(Extracted text):
BEGIN

He helped lead a rally in Washington against nuclear power and discovered a talent for designing political props.

During the pay raise revolt, he revived a 25-foot-high inflatable pink pig - used in earlier protests against corporate greed - to highlight a rally in Harrisburg in September.

"It's about timing, and the right prop," Stilp said of his specialty. "I really do enjoy that: How do you boil it down to a few words to explain and educate? You're an entertainer, performer and educator."

Diamond, 42, of Annville, owns a firm that manufactures compact discs and DVDs.

In 2004, Diamond ran for the statehouse and Congress simultaneously on the Libertarian ticket and was, as he puts it, "soundly defeated."

Within days of the legislature approving the pay raise, Diamond created a Web site called Operation Clean Sweep, devoted to defeating all incumbents.

In two days, he received about 2,300 e-mail."Then I knew I was riding a lightning bolt," Diamond said.

At the same time, Stilp was preparing a lawsuit to stop the pay raise.

He had done the same thing when the legislature approved a pay raise in 1995, to no avail. But, this time, he said, angry citizens had the Internet to rouse and connect them.

END

(Listed entries):
BEGIN

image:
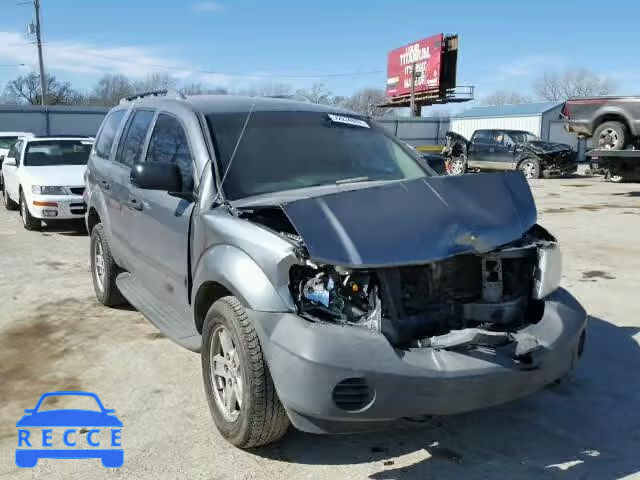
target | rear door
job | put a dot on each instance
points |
(481, 148)
(503, 155)
(128, 153)
(161, 225)
(99, 173)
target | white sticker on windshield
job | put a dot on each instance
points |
(356, 122)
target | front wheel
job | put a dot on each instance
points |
(530, 168)
(8, 203)
(28, 221)
(242, 398)
(458, 165)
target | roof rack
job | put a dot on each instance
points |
(153, 93)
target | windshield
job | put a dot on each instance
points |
(289, 150)
(57, 152)
(523, 137)
(7, 142)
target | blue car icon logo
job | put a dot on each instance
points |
(49, 432)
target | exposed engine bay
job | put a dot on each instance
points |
(414, 305)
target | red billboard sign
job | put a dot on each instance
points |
(427, 55)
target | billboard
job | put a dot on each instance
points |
(427, 55)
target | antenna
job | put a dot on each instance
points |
(244, 127)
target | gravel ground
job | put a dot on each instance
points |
(54, 336)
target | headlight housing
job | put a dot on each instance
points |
(48, 190)
(548, 272)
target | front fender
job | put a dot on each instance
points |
(241, 275)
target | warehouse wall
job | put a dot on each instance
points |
(54, 120)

END

(Assigned task): Reproduce verbatim the portion of the pay-raise protest article starting at "In two days, he" and ending at "the pay raise.".

(Task output):
In two days, he received about 2,300 e-mail."Then I knew I was riding a lightning bolt," Diamond said.

At the same time, Stilp was preparing a lawsuit to stop the pay raise.